GOAL OF THE EXERCISE :: Each line below that holds the word "When" counts once. Say how many such lines there are, and no more.

(RAW DATA Opens)

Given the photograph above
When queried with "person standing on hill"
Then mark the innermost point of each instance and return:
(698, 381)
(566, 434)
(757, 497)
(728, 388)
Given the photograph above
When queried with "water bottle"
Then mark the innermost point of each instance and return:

(RAW DATA Closes)

ANSWER FOR THE TASK :: 2